Task instructions =
**a)** Condense the paragraph of the article on Feist's new album that begins "Has it really been four years" into two sentences, keeping its main facts.
**b)** From the entries below, pull out each line that contains the string "gray".

Extracted text =
As a follow up to her breakout release ‘My Reminder,’ Canadian singer Feist announced today that she’s releasing a new album, titled ‘Metals.’ Feist Announces New Album, ‘Metals,’ Scheduled for October

Has it really been four years since Feist released an album? Breaking out into the mainstream in 2007 with The Reminder, Feist took a break in 2008 and announced today that she’s releasing a follow-up, titled Metals. Leading up to the October 4 release of Metals, the Canadian singer is putting out a series of vignettes, previews of her new music sans official videos, through her website. Two have been put up already. Watch below to get a preview of Metals:

With 12 tracks, Metals is produced by Feist, Chilly Gonzalez, Dominic Mocky Salole, and Valgeir Sigurosson and was recorded in Toronto and Big Sur, California.

In 2008, the singer, full name Leslie Feist, announced a break from the pressures of the music industry and to consider her next career move: "[My career] has become kind of large and it really began for me very, very small, like me alone in my bedroom with my four-track and a pair of headphones.

"I just need to go back there for a while to get my bearings again and then know what to do next. I just need to let it rest for a minute."

Extracted data =
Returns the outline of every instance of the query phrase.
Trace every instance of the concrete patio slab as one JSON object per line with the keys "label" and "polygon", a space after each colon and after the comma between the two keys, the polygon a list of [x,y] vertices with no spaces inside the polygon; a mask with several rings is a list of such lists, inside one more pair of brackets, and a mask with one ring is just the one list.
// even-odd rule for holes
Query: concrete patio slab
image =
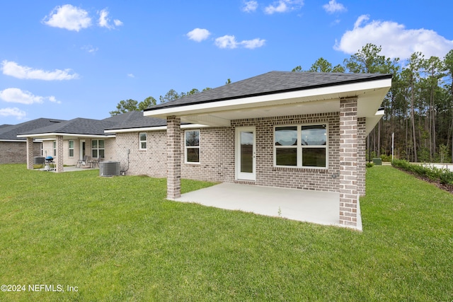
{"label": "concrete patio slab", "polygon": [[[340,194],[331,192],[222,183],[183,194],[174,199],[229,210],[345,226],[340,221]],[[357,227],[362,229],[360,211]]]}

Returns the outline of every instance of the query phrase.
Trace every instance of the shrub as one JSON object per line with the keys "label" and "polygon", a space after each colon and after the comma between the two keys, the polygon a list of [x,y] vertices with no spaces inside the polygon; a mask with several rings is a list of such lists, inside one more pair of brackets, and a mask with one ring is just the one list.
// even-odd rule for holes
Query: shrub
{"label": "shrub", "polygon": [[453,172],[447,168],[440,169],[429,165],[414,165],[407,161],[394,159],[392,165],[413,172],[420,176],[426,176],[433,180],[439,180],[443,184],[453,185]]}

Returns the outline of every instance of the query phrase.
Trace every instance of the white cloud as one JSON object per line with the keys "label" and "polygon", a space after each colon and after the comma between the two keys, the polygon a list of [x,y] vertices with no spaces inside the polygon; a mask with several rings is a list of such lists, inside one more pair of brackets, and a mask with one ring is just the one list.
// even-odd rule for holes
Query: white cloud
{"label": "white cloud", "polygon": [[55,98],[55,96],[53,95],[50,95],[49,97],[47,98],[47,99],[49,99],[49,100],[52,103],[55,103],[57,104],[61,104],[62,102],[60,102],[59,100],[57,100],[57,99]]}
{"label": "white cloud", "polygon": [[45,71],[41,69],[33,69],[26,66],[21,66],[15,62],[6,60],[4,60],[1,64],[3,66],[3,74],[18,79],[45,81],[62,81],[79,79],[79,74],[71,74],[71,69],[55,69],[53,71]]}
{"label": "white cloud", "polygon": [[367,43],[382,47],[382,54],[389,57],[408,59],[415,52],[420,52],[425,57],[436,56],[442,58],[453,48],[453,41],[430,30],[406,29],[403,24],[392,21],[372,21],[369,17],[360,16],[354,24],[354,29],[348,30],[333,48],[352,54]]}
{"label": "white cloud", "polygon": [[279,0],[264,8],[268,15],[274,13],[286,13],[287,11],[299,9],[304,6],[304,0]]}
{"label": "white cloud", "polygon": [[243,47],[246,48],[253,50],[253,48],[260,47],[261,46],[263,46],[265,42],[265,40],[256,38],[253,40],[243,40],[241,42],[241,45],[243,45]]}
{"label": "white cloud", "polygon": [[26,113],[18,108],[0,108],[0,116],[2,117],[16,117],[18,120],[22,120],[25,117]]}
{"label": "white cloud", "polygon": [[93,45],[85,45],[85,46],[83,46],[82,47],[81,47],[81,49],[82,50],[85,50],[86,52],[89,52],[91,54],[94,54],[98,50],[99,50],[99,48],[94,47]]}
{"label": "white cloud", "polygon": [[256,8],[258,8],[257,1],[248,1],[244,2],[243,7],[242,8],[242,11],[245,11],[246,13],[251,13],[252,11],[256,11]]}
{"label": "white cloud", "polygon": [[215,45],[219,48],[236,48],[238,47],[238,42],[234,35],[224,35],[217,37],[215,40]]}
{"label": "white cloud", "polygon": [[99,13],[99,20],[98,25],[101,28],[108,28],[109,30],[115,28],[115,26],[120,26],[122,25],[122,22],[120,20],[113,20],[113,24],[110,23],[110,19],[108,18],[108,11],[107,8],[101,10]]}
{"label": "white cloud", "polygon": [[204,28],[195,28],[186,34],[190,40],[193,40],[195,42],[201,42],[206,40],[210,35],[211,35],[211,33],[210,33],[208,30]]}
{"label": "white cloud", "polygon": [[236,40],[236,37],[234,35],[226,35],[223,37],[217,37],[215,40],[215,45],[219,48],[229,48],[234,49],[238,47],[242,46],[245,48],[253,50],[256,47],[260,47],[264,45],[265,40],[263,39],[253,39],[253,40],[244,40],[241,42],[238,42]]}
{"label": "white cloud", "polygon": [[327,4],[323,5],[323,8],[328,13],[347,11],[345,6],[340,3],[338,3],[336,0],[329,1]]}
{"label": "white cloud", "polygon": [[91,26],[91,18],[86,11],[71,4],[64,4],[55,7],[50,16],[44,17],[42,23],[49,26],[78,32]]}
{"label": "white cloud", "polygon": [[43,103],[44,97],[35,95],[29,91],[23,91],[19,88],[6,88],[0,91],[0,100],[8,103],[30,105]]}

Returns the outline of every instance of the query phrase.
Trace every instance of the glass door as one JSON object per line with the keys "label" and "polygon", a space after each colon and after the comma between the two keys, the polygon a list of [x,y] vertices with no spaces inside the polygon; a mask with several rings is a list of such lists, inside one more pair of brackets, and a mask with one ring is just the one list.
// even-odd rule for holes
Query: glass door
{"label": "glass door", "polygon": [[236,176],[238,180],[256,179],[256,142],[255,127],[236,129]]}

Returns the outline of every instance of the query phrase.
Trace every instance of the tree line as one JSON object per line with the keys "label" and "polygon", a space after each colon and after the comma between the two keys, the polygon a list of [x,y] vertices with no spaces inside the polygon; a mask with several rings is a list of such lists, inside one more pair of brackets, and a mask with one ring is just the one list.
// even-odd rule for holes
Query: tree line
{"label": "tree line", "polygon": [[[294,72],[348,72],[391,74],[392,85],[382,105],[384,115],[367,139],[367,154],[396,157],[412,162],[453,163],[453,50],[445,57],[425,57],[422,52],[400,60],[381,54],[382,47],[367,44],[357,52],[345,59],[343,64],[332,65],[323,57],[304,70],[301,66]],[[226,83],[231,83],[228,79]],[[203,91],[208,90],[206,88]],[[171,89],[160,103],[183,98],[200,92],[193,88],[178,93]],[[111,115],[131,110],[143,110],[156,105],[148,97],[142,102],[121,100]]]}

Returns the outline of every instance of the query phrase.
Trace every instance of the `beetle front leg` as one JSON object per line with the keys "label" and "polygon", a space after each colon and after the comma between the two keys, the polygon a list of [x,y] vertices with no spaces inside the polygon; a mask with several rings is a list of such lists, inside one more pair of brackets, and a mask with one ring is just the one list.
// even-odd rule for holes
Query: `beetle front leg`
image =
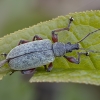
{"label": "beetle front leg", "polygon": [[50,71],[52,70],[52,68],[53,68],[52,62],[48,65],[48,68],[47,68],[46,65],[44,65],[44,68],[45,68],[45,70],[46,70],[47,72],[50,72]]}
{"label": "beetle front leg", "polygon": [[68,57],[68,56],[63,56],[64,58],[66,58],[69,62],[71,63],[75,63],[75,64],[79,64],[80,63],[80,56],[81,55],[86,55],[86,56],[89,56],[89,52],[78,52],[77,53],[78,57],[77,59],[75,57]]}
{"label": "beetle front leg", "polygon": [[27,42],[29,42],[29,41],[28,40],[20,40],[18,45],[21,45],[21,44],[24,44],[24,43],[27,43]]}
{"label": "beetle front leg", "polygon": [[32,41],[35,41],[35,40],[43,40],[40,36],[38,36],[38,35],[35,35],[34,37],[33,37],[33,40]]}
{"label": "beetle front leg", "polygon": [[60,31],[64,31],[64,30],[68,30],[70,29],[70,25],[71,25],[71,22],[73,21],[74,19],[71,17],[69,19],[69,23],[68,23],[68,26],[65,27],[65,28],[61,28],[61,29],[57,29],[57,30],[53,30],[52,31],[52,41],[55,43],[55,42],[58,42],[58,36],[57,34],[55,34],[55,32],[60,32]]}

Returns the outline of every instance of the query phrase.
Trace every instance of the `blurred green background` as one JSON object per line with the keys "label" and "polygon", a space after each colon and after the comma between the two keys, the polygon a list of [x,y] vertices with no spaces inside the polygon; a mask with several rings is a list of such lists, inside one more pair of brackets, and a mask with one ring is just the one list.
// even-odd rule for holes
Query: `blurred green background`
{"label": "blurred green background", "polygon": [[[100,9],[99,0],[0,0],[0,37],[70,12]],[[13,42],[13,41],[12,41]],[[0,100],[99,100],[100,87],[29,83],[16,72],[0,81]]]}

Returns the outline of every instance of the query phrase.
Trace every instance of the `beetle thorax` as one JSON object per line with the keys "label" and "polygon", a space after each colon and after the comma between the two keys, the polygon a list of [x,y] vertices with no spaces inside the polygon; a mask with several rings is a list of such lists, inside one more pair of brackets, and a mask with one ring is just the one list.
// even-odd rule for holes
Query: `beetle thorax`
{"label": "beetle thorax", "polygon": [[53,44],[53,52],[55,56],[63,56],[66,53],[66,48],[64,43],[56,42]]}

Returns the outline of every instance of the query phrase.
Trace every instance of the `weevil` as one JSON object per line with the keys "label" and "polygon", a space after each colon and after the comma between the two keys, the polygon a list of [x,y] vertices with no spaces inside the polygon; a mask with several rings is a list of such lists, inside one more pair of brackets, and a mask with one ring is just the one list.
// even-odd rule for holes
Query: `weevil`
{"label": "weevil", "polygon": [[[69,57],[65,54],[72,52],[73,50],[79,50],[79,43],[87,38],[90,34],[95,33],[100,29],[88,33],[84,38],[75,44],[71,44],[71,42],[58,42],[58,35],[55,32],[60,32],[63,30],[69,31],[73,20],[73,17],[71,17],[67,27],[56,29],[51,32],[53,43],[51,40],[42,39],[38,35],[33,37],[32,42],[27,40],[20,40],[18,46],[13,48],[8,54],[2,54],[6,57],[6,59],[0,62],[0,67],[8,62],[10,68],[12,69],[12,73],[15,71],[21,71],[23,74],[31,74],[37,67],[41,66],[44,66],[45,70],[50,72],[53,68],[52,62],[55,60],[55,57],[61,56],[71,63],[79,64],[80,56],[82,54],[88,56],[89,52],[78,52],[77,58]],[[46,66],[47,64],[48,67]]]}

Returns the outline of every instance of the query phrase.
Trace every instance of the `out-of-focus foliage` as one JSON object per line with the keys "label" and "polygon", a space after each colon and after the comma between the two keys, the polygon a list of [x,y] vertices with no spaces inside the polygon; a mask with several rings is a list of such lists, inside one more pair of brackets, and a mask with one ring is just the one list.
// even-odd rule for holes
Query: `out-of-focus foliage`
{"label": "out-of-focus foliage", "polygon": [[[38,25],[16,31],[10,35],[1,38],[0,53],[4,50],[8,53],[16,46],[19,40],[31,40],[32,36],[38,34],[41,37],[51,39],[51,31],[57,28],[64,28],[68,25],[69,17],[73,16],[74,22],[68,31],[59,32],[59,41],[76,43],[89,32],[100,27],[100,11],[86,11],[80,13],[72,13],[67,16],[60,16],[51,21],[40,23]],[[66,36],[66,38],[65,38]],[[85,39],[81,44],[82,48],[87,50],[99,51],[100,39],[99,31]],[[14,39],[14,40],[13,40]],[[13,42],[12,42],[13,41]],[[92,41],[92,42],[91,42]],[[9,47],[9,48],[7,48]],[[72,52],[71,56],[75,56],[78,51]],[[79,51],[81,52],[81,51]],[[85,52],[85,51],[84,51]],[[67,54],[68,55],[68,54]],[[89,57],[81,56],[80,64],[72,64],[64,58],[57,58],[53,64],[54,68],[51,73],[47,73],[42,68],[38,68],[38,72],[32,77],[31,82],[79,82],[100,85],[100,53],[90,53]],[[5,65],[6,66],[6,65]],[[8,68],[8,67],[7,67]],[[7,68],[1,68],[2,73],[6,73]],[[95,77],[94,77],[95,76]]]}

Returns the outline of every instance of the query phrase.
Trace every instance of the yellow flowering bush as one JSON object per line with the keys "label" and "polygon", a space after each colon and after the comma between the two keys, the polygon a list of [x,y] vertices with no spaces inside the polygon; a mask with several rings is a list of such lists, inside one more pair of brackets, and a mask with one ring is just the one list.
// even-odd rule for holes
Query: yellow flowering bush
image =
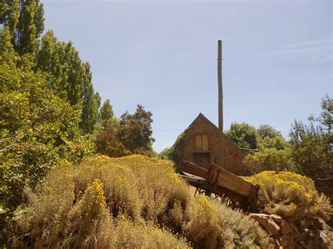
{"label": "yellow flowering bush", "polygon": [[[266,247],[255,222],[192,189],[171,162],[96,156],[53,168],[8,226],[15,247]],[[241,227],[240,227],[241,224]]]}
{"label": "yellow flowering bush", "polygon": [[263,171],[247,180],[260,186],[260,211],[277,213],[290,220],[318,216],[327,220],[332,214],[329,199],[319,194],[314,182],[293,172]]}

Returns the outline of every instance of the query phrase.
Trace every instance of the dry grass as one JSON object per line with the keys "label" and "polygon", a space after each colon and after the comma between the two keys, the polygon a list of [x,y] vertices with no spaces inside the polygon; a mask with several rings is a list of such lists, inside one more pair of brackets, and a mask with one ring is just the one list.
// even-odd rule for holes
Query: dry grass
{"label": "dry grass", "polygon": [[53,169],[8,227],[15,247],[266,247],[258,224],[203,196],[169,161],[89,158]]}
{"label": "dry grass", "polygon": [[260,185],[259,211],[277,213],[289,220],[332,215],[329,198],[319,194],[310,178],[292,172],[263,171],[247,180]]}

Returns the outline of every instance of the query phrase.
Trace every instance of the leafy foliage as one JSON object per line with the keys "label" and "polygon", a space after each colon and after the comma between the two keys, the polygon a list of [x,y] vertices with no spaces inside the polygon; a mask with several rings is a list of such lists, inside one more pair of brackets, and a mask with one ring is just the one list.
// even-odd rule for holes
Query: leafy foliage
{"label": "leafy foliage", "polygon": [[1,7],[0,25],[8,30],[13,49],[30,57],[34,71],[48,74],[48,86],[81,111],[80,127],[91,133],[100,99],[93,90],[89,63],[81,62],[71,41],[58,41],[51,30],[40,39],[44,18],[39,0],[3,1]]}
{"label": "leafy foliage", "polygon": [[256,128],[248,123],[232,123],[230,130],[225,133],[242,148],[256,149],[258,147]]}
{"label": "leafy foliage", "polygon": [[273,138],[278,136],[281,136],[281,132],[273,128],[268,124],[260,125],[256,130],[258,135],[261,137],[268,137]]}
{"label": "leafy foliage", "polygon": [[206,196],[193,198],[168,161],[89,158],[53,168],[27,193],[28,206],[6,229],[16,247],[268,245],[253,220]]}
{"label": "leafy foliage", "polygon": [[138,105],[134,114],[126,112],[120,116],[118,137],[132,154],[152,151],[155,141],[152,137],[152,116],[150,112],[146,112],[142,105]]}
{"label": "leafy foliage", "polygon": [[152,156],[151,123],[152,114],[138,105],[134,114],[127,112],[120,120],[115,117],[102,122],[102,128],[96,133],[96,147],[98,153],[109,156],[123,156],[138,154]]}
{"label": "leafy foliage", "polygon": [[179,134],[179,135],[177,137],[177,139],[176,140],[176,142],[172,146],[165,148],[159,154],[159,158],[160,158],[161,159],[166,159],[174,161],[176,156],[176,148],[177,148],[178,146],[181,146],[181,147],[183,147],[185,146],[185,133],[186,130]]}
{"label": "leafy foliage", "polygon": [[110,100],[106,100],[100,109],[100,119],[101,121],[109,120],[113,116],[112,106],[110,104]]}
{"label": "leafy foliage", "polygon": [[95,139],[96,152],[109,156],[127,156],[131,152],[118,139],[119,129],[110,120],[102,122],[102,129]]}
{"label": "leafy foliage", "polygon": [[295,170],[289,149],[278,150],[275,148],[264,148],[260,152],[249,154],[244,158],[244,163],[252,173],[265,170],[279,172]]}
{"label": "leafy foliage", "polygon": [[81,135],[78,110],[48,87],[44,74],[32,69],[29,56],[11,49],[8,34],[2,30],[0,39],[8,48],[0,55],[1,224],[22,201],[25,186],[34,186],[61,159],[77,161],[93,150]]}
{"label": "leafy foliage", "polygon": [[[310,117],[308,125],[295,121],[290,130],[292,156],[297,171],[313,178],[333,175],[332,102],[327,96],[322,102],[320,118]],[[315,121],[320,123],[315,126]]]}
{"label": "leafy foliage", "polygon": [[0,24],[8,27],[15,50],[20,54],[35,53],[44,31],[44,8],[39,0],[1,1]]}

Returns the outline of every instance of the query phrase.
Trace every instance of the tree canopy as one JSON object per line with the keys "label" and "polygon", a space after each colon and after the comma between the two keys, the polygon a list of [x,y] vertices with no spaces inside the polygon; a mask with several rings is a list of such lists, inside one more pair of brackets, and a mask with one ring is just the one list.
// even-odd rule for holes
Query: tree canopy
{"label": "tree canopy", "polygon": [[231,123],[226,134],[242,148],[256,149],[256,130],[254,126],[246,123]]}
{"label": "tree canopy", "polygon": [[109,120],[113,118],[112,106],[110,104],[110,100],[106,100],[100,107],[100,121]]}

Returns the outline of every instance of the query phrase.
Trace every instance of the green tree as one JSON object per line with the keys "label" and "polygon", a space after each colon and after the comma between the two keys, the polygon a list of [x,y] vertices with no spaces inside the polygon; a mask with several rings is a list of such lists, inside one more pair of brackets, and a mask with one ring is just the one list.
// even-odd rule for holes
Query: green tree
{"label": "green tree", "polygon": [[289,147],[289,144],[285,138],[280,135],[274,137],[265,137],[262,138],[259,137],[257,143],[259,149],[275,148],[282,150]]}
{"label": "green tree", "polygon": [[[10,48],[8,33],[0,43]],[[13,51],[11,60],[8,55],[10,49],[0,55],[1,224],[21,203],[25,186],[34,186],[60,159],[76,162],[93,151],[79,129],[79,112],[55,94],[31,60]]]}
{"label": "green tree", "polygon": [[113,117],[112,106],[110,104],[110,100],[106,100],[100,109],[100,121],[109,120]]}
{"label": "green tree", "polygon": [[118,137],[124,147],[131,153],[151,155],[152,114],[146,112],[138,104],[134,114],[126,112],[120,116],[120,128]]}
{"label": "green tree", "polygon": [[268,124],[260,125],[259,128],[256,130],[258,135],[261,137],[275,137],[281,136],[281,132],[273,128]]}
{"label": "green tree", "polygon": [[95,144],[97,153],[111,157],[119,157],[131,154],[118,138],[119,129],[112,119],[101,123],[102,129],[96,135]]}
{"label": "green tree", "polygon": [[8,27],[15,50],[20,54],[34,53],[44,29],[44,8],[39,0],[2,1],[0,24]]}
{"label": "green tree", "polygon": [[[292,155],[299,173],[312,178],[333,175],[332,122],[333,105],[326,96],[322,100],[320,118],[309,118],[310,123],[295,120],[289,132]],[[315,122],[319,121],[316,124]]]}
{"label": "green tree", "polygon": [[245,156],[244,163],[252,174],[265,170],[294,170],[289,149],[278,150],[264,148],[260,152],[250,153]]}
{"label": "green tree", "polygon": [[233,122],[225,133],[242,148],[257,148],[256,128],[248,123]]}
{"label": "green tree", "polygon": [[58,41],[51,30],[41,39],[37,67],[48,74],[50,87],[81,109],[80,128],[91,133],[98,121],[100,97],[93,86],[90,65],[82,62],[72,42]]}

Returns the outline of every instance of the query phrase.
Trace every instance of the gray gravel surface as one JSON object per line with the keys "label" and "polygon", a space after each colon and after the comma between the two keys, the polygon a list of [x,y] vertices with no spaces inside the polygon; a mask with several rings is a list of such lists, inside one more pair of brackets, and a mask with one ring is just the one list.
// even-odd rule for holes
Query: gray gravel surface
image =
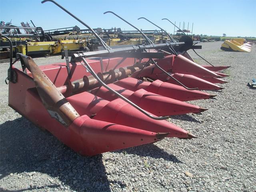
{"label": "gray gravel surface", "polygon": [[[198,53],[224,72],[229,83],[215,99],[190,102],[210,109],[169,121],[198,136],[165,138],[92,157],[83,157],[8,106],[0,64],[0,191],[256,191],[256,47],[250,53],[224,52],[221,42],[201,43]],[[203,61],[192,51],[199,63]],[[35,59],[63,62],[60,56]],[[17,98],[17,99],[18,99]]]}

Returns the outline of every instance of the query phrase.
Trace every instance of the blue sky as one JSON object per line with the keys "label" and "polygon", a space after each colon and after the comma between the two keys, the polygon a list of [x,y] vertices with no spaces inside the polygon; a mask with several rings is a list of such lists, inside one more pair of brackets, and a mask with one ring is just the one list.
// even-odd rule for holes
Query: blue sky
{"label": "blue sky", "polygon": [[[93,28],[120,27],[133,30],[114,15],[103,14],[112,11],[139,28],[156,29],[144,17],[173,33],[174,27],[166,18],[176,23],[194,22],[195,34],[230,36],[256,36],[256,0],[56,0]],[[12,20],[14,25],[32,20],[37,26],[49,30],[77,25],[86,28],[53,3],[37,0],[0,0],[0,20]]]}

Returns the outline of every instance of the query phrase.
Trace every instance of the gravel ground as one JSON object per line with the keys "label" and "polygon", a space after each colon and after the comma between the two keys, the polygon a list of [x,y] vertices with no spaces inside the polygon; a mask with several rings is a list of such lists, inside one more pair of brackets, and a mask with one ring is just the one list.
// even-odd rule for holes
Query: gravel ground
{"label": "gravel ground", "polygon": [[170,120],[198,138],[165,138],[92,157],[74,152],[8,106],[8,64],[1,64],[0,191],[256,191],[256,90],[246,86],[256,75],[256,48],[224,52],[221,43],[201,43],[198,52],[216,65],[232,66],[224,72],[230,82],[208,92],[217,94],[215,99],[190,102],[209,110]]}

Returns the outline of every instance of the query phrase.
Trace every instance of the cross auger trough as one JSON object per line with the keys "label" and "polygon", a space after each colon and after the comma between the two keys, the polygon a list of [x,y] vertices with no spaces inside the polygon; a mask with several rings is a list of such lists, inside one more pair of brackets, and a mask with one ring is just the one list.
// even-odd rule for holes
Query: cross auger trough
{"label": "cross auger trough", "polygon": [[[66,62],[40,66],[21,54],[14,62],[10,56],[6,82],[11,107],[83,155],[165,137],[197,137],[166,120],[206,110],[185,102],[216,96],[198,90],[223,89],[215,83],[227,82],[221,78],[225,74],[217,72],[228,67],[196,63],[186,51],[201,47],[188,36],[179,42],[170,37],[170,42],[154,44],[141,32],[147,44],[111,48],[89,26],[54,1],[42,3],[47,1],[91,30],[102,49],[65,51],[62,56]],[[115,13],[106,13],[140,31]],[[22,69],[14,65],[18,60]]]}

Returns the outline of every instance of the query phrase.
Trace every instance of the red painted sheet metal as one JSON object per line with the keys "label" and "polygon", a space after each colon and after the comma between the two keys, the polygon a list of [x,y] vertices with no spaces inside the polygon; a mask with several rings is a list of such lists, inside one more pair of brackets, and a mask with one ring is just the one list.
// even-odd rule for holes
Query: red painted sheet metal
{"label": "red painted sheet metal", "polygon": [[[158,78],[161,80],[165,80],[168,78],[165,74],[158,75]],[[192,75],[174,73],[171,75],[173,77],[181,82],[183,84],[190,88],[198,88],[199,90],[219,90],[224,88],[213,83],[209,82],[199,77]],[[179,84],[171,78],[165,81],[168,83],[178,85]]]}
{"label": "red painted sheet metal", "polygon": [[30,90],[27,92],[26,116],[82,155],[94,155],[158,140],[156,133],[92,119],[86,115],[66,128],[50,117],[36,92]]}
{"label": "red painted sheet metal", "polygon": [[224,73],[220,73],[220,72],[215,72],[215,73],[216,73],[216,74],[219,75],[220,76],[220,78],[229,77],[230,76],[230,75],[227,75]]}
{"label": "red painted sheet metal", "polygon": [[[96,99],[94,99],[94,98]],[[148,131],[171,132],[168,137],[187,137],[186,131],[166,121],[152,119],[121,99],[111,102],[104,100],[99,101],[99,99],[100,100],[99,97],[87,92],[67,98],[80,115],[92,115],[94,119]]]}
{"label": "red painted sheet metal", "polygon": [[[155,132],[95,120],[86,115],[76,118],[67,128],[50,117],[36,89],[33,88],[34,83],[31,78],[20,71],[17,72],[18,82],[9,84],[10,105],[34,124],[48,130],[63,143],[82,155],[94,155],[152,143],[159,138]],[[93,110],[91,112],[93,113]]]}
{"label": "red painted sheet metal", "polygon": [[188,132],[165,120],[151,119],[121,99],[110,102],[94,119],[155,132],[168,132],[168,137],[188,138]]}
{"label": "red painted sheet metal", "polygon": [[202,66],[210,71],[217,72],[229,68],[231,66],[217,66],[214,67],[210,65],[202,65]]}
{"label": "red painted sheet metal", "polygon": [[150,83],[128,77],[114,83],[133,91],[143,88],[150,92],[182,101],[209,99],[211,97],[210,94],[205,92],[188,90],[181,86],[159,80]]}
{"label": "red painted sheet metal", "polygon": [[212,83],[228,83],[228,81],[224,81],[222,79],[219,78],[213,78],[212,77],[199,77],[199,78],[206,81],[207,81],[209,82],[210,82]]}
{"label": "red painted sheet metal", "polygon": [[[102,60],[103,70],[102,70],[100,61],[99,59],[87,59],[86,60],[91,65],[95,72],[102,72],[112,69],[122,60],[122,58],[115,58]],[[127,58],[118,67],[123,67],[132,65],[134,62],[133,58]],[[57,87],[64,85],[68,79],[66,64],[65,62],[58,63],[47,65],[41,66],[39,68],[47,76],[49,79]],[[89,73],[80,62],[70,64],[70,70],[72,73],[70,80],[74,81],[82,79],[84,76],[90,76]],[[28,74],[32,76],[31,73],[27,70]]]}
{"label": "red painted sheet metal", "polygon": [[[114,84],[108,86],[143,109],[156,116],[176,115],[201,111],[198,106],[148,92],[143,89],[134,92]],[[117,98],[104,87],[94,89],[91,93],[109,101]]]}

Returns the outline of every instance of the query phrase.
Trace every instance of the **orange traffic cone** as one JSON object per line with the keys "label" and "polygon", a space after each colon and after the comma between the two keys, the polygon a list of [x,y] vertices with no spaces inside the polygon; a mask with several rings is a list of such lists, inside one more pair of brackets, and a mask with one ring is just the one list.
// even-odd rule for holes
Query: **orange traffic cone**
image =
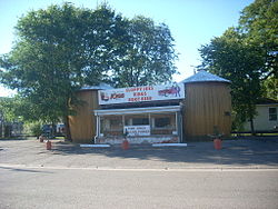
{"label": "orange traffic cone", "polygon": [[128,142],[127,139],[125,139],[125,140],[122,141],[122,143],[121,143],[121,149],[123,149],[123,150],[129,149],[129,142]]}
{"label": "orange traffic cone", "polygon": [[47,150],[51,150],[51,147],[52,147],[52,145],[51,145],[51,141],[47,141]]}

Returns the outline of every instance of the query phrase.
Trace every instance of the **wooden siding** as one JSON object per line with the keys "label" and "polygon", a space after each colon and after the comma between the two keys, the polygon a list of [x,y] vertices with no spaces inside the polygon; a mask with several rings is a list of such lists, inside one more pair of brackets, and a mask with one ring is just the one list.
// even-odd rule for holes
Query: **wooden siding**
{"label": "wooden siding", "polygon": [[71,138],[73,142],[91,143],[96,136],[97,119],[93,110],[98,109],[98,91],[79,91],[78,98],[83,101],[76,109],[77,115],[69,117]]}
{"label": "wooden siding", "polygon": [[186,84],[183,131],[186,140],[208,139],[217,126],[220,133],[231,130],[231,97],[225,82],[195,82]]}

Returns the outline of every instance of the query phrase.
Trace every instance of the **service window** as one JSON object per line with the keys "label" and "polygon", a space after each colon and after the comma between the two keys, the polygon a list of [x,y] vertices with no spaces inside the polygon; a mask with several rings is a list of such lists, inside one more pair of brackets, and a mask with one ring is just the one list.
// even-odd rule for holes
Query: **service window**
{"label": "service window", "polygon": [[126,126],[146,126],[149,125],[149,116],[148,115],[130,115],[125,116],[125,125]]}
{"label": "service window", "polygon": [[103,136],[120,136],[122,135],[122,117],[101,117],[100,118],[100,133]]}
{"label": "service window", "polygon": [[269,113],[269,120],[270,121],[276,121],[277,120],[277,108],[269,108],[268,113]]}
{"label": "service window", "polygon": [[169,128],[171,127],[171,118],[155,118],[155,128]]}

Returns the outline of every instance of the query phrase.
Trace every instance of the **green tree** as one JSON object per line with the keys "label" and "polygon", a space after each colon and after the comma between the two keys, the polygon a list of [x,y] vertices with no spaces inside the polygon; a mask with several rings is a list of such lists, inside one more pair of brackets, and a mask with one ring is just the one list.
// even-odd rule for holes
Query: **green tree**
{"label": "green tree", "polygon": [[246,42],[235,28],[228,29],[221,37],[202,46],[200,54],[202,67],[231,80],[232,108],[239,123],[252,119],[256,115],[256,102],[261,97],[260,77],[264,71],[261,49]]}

Answers below =
**a)** After breaking into the mainstream with The Reminder in 2007 and taking a break in 2008, Feist announced a follow-up album, Metals, set for release on October 4. Ahead of the release she is posting vignettes on her website that preview the new music without official videos, and two are already up.

**b)**
Trace every instance of the gray gravel surface as one JSON object per line with the keys "label" and "polygon", a space after each colon and after the comma between the two keys, the polygon a list of [x,y] vertices with no spaces inside the polygon; a mask with several rings is a list of such lists, inside one more pair of brackets, and a mask with one ring is just the one list.
Query: gray gravel surface
{"label": "gray gravel surface", "polygon": [[[198,53],[224,72],[229,83],[215,99],[190,102],[210,109],[169,121],[198,136],[165,138],[92,157],[83,157],[8,106],[0,64],[0,191],[256,191],[256,47],[250,53],[224,52],[221,42],[201,43]],[[203,61],[192,51],[199,63]],[[35,59],[63,62],[60,56]],[[17,98],[17,99],[18,99]]]}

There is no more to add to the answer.